■ **Problem details**: From the material below, list each line from the line containing "In the photo above, where can the gray vertical" to the line containing "point(773, 326)", including both, as a JSON array of strings. Use one string per line and omit blank lines.

■ **Information provided**:

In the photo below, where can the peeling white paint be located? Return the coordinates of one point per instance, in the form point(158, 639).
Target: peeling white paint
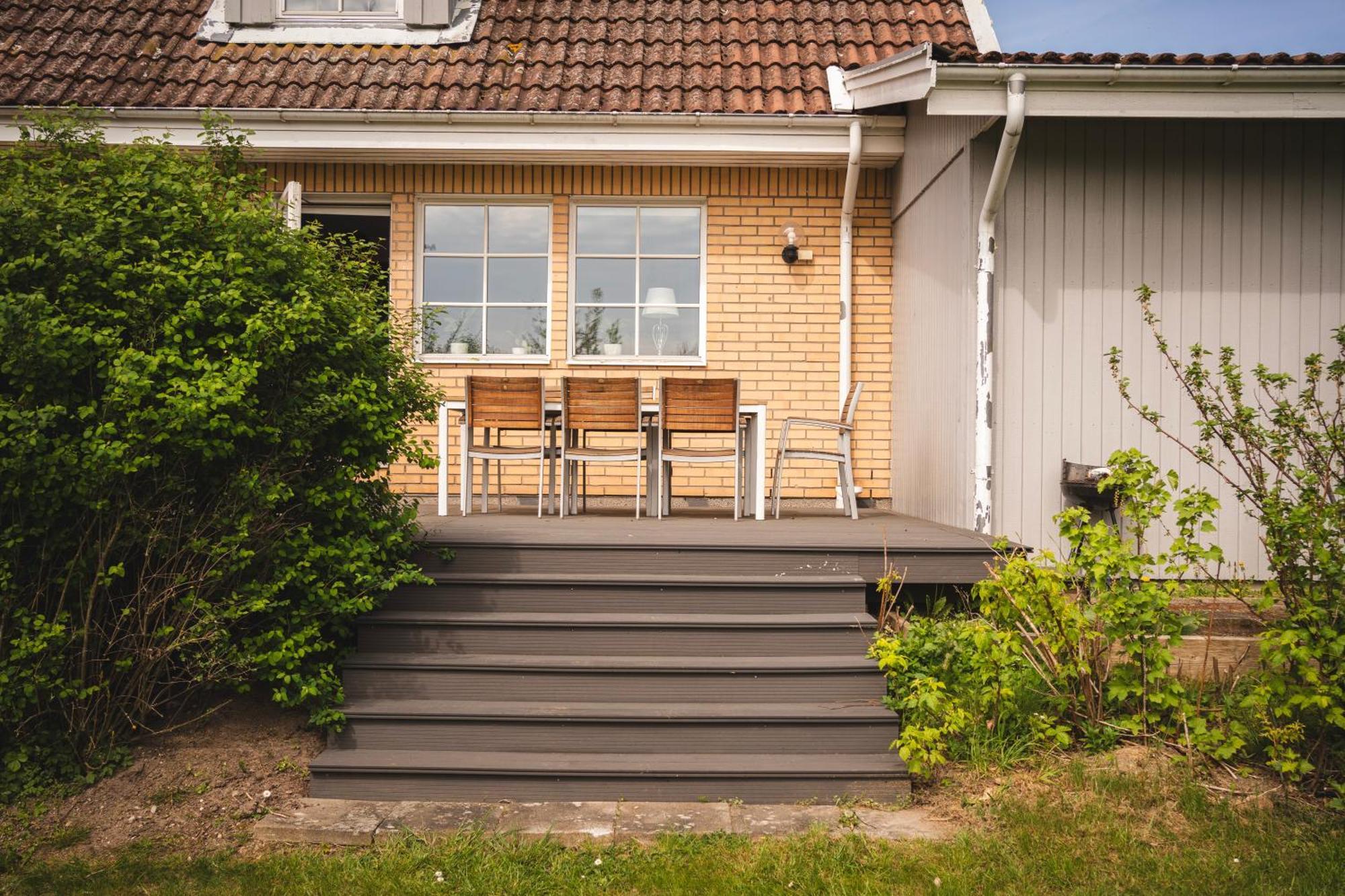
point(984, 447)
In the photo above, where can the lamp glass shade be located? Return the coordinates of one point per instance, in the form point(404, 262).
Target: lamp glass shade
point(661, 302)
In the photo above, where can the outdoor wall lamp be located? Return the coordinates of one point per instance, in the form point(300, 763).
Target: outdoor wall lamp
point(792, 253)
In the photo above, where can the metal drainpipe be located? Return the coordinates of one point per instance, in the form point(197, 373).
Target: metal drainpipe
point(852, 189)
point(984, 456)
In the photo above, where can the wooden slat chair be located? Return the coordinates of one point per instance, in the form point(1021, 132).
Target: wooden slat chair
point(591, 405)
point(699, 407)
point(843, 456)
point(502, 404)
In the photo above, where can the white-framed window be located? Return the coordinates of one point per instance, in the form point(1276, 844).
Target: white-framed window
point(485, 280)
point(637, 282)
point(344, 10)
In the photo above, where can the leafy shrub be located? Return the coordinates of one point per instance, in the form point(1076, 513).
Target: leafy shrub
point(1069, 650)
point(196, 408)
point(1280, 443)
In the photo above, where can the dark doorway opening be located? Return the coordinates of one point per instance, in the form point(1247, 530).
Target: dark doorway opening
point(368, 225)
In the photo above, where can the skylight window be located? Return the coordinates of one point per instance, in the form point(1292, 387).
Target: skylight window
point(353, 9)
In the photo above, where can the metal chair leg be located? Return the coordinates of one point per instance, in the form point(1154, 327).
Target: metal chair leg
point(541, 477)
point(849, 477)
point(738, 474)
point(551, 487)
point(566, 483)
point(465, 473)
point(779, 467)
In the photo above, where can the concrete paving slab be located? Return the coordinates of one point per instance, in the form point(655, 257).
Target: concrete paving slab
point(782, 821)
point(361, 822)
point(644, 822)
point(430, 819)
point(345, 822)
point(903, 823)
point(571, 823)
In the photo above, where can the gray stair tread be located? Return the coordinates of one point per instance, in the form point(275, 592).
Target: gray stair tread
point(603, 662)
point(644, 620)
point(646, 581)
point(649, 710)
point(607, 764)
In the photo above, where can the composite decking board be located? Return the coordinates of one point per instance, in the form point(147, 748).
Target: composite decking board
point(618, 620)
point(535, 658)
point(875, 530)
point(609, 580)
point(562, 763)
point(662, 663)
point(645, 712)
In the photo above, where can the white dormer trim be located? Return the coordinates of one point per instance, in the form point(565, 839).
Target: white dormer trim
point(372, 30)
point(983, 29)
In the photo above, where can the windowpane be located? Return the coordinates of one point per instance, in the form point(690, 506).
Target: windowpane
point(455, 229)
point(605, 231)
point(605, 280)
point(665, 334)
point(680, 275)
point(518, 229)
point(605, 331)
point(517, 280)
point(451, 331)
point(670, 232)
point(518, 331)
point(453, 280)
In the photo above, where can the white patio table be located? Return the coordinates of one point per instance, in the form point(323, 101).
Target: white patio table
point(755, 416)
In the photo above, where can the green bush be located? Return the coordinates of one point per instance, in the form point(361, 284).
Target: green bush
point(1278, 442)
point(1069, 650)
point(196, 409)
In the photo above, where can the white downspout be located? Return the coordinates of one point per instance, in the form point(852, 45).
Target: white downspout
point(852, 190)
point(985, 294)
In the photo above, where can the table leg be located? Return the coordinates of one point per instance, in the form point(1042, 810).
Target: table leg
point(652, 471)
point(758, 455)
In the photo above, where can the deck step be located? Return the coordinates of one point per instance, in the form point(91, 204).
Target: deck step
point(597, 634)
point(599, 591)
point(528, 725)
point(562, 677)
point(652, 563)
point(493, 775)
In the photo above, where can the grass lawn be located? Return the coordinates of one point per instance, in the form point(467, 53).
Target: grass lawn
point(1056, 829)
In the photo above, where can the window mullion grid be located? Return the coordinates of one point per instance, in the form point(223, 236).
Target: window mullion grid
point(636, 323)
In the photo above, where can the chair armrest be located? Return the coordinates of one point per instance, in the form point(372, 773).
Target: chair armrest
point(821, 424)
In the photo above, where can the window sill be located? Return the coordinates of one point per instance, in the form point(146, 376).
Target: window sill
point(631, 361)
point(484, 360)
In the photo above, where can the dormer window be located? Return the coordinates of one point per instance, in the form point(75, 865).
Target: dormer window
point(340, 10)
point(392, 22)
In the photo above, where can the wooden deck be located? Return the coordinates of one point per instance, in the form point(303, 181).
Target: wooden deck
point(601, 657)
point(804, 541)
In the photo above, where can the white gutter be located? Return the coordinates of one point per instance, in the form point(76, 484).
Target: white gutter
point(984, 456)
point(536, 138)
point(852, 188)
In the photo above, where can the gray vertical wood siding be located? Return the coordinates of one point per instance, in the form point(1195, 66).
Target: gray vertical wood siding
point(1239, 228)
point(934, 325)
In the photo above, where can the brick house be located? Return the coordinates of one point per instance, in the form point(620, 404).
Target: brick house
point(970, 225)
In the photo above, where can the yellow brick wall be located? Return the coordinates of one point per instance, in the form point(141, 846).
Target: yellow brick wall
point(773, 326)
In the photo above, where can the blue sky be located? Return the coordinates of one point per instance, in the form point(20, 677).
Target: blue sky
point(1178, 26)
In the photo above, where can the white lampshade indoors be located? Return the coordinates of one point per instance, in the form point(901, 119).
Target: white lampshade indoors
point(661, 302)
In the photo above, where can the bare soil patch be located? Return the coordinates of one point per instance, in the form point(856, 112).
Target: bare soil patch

■ **Solution for this problem**:
[
  "In the photo above, where can the gray vertical wood siding be located? Return the coordinates of one point per instance, in the form point(1195, 66).",
  "Target: gray vertical wood siding",
  "point(1239, 228)",
  "point(934, 325)",
  "In the photo above, where can the brick house be located? Return the coordinates of one point per instance, in the form point(620, 404).",
  "Target: brick house",
  "point(970, 225)",
  "In the photo above, where can the yellow brick wall be located? Return the coordinates of one point per instance, in the form point(141, 846).",
  "Target: yellow brick wall",
  "point(773, 326)"
]